◆ CHALLENGE ◆
Report every line of the records below that contains the string "pixels", treating uppercase and lowercase as different, and copy each such line in full.

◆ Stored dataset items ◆
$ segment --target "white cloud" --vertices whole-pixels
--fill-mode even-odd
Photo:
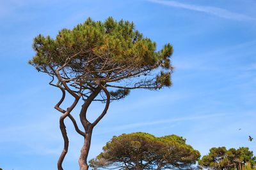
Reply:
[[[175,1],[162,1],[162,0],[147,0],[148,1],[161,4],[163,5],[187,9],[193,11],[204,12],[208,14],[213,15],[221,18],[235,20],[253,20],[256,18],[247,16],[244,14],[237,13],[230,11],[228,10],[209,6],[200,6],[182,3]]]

...

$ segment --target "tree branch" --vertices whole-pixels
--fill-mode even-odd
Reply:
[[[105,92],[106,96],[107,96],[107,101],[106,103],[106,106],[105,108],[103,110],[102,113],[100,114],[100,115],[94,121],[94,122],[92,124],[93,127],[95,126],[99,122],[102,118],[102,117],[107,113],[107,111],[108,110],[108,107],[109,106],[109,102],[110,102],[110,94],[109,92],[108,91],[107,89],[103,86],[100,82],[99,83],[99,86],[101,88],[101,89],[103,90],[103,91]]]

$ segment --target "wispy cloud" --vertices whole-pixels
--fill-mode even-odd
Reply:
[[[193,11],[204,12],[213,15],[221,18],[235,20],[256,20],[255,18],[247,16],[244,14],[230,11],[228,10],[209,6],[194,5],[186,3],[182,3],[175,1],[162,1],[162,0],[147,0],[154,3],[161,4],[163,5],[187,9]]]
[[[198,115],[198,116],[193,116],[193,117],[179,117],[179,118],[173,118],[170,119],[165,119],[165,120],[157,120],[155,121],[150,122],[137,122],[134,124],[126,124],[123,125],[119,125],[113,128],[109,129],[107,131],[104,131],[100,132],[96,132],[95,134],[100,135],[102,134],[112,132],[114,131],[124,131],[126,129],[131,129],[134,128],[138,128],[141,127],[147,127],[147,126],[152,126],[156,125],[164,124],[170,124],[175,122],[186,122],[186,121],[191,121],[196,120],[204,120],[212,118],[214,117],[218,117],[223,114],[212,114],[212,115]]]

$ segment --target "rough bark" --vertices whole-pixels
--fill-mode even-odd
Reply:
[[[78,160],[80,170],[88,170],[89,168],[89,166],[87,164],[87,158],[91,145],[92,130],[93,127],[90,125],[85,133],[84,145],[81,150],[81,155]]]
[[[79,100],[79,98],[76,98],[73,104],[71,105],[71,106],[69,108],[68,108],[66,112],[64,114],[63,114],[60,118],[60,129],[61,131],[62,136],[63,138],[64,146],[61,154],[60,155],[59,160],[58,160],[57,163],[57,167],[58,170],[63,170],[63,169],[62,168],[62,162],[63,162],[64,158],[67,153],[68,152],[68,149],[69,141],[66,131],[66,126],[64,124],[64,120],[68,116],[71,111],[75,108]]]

◆ FINAL RESULT ◆
$ segment --target "white cloud" --vertices whole-pixels
$ segment --target "tree branch" --vertices whole-pixels
$ segment --target "wispy cloud" --vertices whole-pixels
$ segment --target "rough bark" --vertices whole-pixels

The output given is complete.